> _Your task_: Write each line out exactly, leaving none out.

┌────────

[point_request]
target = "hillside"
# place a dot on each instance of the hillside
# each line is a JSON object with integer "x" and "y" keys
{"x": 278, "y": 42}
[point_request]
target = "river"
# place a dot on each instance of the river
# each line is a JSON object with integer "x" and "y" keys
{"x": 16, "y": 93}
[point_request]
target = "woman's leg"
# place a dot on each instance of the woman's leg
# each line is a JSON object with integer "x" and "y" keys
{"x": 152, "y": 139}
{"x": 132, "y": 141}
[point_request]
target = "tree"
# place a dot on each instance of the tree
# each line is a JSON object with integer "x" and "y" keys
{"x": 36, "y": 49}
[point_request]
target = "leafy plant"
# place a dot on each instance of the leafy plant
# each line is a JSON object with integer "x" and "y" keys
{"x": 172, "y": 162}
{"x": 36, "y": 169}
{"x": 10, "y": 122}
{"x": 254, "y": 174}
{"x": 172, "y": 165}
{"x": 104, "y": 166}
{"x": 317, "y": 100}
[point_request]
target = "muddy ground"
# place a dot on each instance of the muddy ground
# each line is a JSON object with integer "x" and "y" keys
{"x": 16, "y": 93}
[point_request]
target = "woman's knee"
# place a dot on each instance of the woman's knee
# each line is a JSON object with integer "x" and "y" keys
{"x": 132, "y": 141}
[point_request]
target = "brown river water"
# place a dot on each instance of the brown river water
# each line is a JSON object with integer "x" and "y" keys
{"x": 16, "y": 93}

└────────

> _Correct answer_:
[point_request]
target = "hillside"
# place a dot on each instance of the hillside
# each line is a JSON object with integer "x" and "y" keys
{"x": 278, "y": 42}
[point_request]
target = "river"
# place a dot on each instance of the river
# each line is a JSON object with integer "x" and "y" keys
{"x": 16, "y": 93}
[point_request]
target = "woman's leg"
# place a dot on each instance of the woman's leg
# each line is a JSON object with integer "x" and "y" keys
{"x": 152, "y": 139}
{"x": 132, "y": 141}
[point_request]
target = "tree"
# place a dot on each instance of the tree
# each line is a JSON object with integer "x" and "y" keys
{"x": 36, "y": 49}
[point_request]
target = "leafy plant"
# place a dot on each instance of the leafy plant
# each line is a JSON object with integer "x" and "y" keys
{"x": 172, "y": 162}
{"x": 36, "y": 169}
{"x": 10, "y": 122}
{"x": 254, "y": 174}
{"x": 172, "y": 165}
{"x": 104, "y": 166}
{"x": 317, "y": 100}
[point_request]
target = "muddy ground"
# place a dot on each instance of the muddy ground
# each line is a JSON object with integer "x" and "y" keys
{"x": 16, "y": 93}
[point_request]
target = "woman's knee"
# place a dot on each instance of the woman's knee
# each line is a JSON object with integer "x" and "y" keys
{"x": 132, "y": 141}
[point_request]
target = "brown river water"
# place a dot on each instance of the brown river water
# each line is a JSON object with integer "x" and "y" keys
{"x": 16, "y": 93}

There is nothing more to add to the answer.